# START OF DATA SUPPLIED

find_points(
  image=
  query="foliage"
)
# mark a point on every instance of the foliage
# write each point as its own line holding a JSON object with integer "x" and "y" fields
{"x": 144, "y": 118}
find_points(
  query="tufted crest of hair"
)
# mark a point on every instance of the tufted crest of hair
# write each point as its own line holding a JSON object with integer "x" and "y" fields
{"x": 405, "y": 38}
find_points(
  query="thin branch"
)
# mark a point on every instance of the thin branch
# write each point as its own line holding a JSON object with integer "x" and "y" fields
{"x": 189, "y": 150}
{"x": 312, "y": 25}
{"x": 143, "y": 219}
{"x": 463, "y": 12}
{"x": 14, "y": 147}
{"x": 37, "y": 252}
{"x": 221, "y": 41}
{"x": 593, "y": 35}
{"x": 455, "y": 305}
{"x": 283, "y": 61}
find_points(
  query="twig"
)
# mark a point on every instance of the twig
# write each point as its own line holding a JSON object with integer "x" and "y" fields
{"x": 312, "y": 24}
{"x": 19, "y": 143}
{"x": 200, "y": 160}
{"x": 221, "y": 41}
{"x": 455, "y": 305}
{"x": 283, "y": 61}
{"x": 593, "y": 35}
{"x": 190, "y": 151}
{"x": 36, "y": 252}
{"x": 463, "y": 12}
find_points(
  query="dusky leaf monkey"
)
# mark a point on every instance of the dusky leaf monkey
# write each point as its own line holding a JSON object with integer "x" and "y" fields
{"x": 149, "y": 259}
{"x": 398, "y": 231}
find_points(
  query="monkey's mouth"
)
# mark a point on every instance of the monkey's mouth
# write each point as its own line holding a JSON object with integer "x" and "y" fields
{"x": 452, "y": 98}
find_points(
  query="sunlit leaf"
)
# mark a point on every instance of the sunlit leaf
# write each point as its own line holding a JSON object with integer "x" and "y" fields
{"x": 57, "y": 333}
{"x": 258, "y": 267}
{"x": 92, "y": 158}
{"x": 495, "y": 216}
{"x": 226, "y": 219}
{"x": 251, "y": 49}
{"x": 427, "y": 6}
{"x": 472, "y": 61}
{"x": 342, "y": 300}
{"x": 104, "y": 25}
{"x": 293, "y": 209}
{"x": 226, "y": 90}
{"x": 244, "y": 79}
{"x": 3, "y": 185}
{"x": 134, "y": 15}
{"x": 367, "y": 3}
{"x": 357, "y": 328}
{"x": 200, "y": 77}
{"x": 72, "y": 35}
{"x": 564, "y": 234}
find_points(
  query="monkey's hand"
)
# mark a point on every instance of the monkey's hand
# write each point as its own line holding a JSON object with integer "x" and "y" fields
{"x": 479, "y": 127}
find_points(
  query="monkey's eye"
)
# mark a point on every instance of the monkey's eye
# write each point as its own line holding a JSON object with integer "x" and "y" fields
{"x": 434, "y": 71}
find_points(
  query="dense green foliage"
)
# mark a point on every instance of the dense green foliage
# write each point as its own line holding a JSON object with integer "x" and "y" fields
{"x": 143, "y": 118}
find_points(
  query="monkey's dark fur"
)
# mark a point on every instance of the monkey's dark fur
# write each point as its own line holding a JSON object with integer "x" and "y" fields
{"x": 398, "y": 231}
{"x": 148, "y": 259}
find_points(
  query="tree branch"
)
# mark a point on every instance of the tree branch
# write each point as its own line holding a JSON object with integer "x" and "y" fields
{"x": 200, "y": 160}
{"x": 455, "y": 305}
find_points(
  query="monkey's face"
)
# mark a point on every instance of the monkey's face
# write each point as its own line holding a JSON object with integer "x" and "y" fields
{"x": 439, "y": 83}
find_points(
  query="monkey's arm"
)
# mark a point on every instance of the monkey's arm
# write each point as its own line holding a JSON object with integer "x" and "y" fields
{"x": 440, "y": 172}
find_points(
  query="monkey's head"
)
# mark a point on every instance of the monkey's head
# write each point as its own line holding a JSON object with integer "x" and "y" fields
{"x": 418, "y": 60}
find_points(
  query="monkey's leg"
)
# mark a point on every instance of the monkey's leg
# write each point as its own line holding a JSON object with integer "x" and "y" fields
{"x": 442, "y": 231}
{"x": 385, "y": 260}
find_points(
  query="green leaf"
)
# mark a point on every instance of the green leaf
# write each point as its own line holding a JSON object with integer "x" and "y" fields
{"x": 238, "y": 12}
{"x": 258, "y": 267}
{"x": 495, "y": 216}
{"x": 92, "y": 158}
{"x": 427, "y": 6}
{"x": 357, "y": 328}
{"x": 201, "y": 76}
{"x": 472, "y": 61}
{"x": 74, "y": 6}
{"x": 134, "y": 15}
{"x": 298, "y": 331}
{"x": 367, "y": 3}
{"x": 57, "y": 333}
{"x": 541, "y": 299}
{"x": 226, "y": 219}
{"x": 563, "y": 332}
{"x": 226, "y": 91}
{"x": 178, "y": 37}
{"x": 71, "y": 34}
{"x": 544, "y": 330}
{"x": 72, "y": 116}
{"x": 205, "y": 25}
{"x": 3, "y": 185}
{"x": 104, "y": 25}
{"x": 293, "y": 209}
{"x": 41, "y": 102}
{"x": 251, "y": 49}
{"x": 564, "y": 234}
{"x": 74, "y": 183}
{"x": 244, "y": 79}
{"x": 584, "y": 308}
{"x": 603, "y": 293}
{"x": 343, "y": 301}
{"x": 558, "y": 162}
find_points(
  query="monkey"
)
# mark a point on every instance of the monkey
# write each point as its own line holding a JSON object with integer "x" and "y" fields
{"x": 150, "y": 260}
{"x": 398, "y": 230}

# END OF DATA SUPPLIED
# START OF DATA SUPPLIED

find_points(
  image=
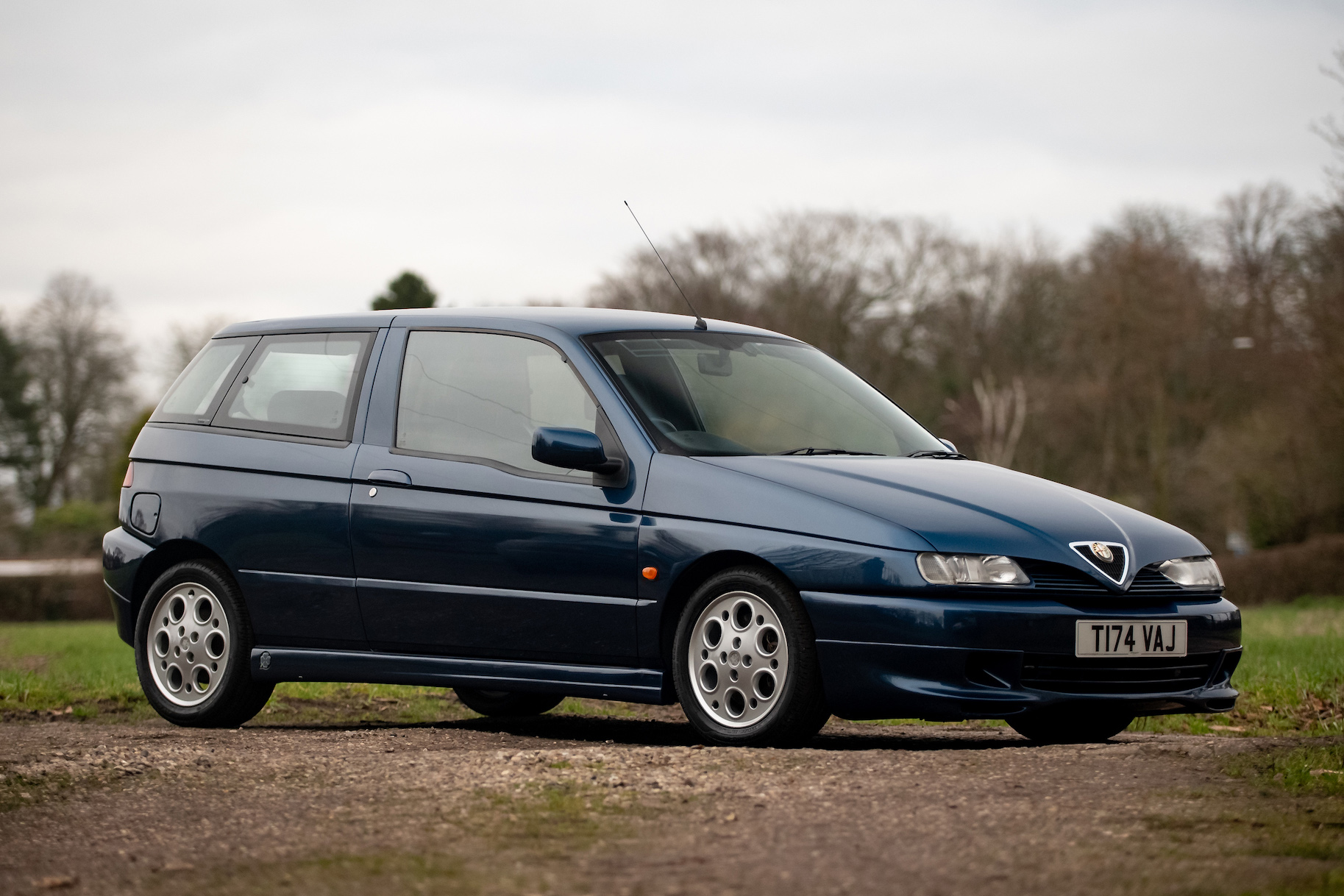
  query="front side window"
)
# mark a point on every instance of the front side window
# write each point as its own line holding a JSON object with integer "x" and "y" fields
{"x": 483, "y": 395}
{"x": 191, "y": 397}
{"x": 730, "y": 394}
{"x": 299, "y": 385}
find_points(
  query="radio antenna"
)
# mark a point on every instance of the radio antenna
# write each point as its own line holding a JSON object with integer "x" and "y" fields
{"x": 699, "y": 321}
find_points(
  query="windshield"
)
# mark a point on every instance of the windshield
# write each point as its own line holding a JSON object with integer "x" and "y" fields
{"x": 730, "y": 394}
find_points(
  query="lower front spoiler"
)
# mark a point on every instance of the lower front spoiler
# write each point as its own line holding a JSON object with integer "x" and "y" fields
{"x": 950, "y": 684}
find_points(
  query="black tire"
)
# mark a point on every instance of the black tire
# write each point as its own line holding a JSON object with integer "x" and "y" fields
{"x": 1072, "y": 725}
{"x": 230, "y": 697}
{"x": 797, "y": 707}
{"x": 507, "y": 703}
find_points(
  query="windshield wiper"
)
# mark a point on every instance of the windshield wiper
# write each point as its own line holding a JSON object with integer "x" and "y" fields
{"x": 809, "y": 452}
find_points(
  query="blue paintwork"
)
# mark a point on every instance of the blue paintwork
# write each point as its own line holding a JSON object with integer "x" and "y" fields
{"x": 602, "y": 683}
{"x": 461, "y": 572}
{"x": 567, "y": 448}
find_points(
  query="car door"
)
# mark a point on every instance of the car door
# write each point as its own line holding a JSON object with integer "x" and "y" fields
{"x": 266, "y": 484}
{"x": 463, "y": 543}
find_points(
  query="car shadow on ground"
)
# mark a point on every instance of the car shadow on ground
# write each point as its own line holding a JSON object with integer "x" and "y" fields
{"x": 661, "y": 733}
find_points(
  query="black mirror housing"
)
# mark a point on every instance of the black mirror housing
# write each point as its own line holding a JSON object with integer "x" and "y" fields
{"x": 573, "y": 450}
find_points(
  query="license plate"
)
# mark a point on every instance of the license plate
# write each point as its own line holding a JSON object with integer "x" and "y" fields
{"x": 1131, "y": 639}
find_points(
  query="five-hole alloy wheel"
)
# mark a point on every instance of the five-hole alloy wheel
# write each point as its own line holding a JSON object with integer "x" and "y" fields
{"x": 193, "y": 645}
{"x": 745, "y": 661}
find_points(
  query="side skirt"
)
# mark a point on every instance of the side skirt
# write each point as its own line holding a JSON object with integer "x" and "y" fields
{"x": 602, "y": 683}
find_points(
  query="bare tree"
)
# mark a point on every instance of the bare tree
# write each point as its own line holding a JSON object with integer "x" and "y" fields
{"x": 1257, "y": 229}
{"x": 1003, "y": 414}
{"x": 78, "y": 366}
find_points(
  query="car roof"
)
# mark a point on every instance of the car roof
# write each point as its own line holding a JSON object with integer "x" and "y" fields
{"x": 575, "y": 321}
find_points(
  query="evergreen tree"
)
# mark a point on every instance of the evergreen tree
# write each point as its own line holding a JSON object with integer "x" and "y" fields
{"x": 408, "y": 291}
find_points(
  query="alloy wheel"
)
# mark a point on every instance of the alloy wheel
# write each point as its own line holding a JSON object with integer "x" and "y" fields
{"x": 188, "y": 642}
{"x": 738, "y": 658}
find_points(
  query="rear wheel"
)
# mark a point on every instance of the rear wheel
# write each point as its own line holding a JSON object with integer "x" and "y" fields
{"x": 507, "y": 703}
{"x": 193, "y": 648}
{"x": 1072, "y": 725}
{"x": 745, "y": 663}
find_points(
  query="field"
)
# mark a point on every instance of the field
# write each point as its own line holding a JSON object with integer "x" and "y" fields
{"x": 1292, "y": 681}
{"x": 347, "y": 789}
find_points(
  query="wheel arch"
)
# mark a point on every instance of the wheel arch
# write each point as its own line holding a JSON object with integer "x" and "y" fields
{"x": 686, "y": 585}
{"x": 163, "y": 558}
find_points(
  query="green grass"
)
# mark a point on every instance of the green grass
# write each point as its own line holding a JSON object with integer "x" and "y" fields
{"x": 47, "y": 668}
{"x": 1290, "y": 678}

# END OF DATA SUPPLIED

Return every line in the records that contains the word "blue".

ANSWER IN FULL:
  query="blue paintwork"
# mark a point on every instance of the blue paintwork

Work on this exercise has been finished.